Jump to content

  • Log In with Google      Sign In   
  • Create Account






The Triumph of the Unix Philosophy

Posted by ApochPiQ, 08 October 2011 · 1,089 views

Software development, I suppose like pretty much any field, is rife with camps, schools, doctrines, philosophies, and other assortments of ways of thinking about various things. And, as with most things, these can be over-generalized into two basic groups: the monolithic, and the decentralized. This is of course an over-generalization, so there will be holes in the analogy; but despite this, I think the general breakdown holds in most areas, and can yield some particularly valuable insights into software creation.

More specifically, I want to talk about the processes of creating software themselves. Not "waterfall" and "agile" and those kinds of processes - the actual nitty-gritty, day-in-day-out stuff. What do your tool chains look like? When you get an idea for a software product, how do you go from that idea to an implementation? In the world of game development, how do your designers, artists, audio engineers, composers, and writers collaborate to create a finished product?

I contend that there are two basic ways to build a tool chain. It is worth noting that most real tool chains will be hybrids; they will fall somewhere on a continuum from one end of the spectrum to the other. Hardly anyone does anything purely monolithic or purely decentralized. Chances are, though, that every tool set leans heavily towards one side or the other.



Monolithic Tool Systems: Go Big or Go Home
If you can count the number of tools in your pipeline on the fingers of one hand (using basic grade-school counting, no cheating with alternative number bases!) then you're probably in the monolithic camp. There's a tool that does content creation - text editing, music integration, level design, you name it. There's a build tool that might also handle publication. And there's a sprinkling of little guys - format converters, validators, etc. that are basically just bit players in the grand architecture.

Most places I've worked are monolithic. They favor a simple philosophy: one giant tool to rule them all. Of course, again, in reality it's probably somewhere between two and five tools, but there aren't many. The programs launched in the process of building a master of the game are few and complex, likely glued together with some kind of scripting language, and generally the flow is short but easy to understand.

Recorded data —

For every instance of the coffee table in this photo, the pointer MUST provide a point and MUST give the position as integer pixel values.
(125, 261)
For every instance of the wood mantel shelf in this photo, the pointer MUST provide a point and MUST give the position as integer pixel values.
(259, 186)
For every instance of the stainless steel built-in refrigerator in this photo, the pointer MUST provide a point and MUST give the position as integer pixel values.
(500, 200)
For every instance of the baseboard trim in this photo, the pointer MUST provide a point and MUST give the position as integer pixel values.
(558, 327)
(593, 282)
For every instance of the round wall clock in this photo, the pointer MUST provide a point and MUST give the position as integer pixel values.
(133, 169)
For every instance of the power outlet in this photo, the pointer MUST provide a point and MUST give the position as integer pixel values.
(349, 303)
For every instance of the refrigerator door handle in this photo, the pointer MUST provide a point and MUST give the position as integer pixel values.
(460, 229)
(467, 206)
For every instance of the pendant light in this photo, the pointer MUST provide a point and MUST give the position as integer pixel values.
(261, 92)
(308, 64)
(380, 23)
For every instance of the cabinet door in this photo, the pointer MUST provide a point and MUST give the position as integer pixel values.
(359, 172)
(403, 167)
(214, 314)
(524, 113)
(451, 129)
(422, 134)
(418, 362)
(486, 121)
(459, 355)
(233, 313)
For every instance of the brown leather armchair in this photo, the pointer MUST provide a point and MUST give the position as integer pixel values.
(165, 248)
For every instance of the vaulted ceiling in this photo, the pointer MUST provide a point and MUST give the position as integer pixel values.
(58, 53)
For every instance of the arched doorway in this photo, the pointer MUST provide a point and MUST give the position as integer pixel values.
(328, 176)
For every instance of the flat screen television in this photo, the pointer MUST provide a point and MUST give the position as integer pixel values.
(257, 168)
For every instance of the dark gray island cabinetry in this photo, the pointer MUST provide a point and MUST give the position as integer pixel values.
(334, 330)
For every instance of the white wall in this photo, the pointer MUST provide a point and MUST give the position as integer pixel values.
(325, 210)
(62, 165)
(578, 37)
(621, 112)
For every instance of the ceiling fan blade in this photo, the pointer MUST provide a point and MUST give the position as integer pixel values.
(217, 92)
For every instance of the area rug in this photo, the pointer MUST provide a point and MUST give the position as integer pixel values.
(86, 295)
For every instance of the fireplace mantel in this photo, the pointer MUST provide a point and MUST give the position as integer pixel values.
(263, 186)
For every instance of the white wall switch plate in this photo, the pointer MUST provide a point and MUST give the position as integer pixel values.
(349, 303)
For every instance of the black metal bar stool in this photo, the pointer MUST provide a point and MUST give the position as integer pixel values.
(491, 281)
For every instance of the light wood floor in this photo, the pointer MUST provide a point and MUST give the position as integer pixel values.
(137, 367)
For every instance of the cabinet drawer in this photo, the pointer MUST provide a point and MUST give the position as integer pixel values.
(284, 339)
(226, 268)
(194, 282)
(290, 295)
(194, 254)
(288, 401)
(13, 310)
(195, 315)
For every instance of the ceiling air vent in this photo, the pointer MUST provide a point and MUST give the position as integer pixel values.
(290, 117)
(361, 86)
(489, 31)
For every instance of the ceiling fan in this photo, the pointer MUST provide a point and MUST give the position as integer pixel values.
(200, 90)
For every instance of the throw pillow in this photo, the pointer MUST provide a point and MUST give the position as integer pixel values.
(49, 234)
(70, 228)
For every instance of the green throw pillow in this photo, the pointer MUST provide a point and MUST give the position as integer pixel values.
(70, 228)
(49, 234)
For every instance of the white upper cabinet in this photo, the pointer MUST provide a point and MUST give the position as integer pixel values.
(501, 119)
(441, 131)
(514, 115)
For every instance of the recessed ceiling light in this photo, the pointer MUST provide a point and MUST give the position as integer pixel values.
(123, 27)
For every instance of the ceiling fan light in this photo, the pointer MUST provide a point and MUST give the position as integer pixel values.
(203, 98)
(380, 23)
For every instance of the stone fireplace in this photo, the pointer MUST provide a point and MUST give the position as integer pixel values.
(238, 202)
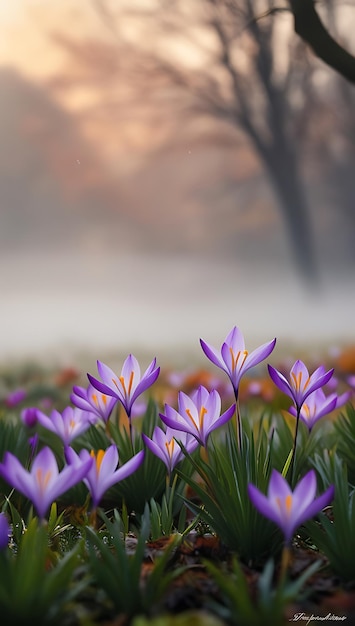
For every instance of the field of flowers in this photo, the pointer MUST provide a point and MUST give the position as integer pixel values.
(218, 496)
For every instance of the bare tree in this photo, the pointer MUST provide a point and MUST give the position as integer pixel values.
(309, 26)
(238, 82)
(239, 85)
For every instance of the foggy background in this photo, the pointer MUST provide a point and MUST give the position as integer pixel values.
(169, 170)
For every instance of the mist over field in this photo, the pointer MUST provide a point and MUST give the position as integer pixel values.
(124, 229)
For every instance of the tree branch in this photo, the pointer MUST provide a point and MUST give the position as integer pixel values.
(310, 28)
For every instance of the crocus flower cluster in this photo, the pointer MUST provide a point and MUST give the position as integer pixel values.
(185, 428)
(103, 473)
(318, 405)
(44, 482)
(289, 509)
(129, 385)
(93, 401)
(300, 384)
(4, 531)
(165, 445)
(234, 359)
(197, 415)
(67, 425)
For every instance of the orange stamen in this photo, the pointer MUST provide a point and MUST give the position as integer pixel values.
(288, 502)
(235, 358)
(170, 447)
(191, 418)
(203, 412)
(94, 397)
(43, 480)
(98, 456)
(297, 380)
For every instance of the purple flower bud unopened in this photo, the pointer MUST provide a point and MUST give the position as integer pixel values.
(4, 531)
(29, 416)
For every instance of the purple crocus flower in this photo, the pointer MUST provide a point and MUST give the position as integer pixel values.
(317, 405)
(129, 385)
(165, 445)
(104, 473)
(91, 400)
(29, 416)
(234, 359)
(301, 383)
(198, 415)
(289, 509)
(4, 531)
(67, 425)
(44, 483)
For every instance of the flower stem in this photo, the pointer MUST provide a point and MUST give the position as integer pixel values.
(294, 447)
(239, 421)
(285, 562)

Required tasks —
1. From the blog post on the Unix philosophy, transcribe the passage from "More specifically, I" to "a finished product?".
2. Answer these questions about the blog post on the Unix philosophy:
(a) Who posted it, and on what date?
(b) Into which two basic groups does the author over-generalize the ways of thinking in software development?
(c) How many tools does the author say a monolithic setup has in reality?
3. Write the next part of the blog post on the Unix philosophy, picking up after its final sentence.
The rows have no connection to the blog post on the Unix philosophy.

Results of the exercise —
1.
More specifically, I want to talk about the processes of creating software themselves. Not "waterfall" and "agile" and those kinds of processes - the actual nitty-gritty, day-in-day-out stuff. What do your tool chains look like? When you get an idea for a software product, how do you go from that idea to an implementation? In the world of game development, how do your designers, artists, audio engineers, composers, and writers collaborate to create a finished product?

2.
(a) ApochPiQ posted it on 08 October 2011.
(b) The monolithic and the decentralized.
(c) Probably somewhere between two and five tools.

3.
The advantage of monolithic processes is precisely in that ease of understanding. You take some assets, pump them through the build process, and out comes a game. Simple, clean, and effective.

Sadly, the advantages end there - but before we delve too far into that rabbit hole, let's look at the competing philosophy.


Decentralized Tool Systems: No Single Point of Failure
In a decentralized world, you don't have large programs. You have dozens, maybe even a couple of hundred small programs. Each one does something very specific, very focused, and very simple. A build process, for example, is not a handful of tools chained together by a script: it's a simple program that shells out to a potentially vast number of helper programs to do numerous small changes to the data until it arrives in the final master format.

This environment can be tricky. As the number of tools proliferates, it may seem like the complexity is overwhelming, even prohibitive; who's going to keep track of all these little utilities? Who owns the process? What if something goes wrong?

On paper, decentralized tool systems might seem like a net loss. So why would anyone ever want to build one?


Unix
Interestingly, this dichotomy is almost as ancient as computing. In fact, the first massively successful embodiment of the decentralized philosophy is none other than the Unix operating system family. In the Unix world, you accomplish things by chaining together a number of simple but flexible tools. The number of ways in which a few basic programs can be combined is astronomical, and this is what makes the Unix-style command line so immensely powerful. Anyone who has seen a wizard cast sed/awk/grep spells can attest to this.

So why is the decentralized mode of operation in Unix appealing for game tools? The simple answer is combinatorial flexibility. The same thing that makes a typical Unix shell more powerful than MS-DOS's command prompt can teach us tremendous amounts about how to build general tool pipelines.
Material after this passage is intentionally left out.